*EXTRAIT DU TEXTE*.
Oui, et puis les gens voient l’arbitraire qui pourrait se trouver derrière. Je le répète, dans la majorité des endroits, les choses se passeraient bien mais l’objectif, c’est d’éviter les dérives et de baliser le texte. Les profs ne veulent pas d’une évaluation sanction, sachant que dans tous les statuts, il y a déjà des sanctions prévues.
Qu’on mette en place non pas une évaluation mais un accompagnement pour faire le point sur les pratiques des enseignants, sur ce qui va ou pas, c’est acceptable et ce serait accepté. Ce qu’ils ne veulent pas, c’est se dire qu’ils vont aller discuter avec quelqu’un qui a une arme sous la table, qui peut menacer, et encore plus si c’est un collègue qui menace.
Vous avez l’impression que le cadre enseignant est particulièrement pris pour cible par les politiques ?

*TÂCHE DEMANDÉE*.
Rédigez la suite du texte sur l'évaluation des enseignants, à partir de sa dernière phrase.

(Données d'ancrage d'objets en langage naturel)
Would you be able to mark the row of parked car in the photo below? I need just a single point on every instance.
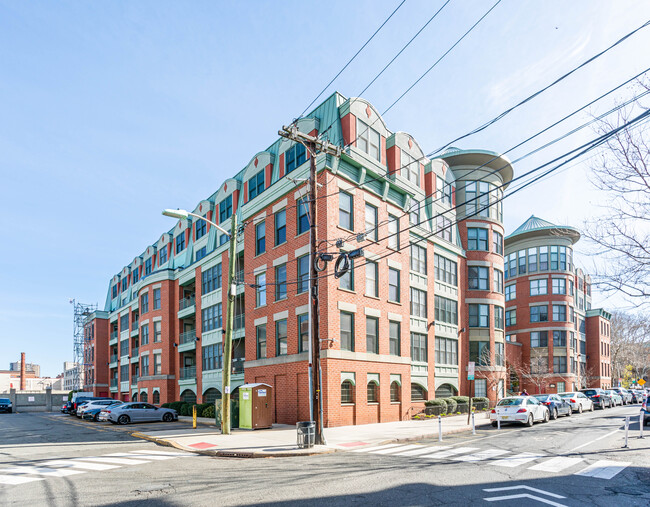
(528, 409)
(117, 412)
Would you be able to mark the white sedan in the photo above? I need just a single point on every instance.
(579, 402)
(522, 409)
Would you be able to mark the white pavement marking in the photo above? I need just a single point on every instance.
(376, 448)
(17, 479)
(556, 464)
(422, 450)
(32, 470)
(517, 460)
(481, 455)
(450, 452)
(396, 449)
(604, 469)
(73, 463)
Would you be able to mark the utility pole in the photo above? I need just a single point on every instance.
(313, 145)
(227, 340)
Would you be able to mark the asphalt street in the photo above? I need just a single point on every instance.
(50, 459)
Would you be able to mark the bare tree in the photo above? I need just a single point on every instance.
(622, 233)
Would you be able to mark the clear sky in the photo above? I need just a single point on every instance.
(112, 111)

*RÉPONSE FOURNIE*.
Non, je pense juste que les politiques ne réalisent pas ce que les enseignants vivent sur le terrain. On sort d’une période Covid, qu’on a tous tendance à oublier, sauf qu’elle laisse énormément de dégâts chez les enfants, les adolescents et chez les profs. On a vécu dans une école où pendant une année et demie, on a travaillé en présentiel, en distanciel, en rien du tout, on écartait les gens, on les faisait revenir…
On a fait passer les profs pour des moins que rien, puis pour des héros. On leur a dit d’aller travailler même si les conditions n’étaient pas optimales, même s’ils risquaient de tomber malades, parce qu’il fallait garder les enfants. En termes de dépréciation de leur métier, c’est terrible à vivre. Aujourd’hui, les enseignants sont face à des élèves qui ne sont plus les mêmes. C’est beaucoup plus difficile de faire le boulot et on a l’impression d’être jugé en permanence.
Depuis le Covid, d’autres points noirs ont été soulignés, notamment les classes trop grandes. Dur dur d’enseigner quand le nombre d’élèves est trop important ?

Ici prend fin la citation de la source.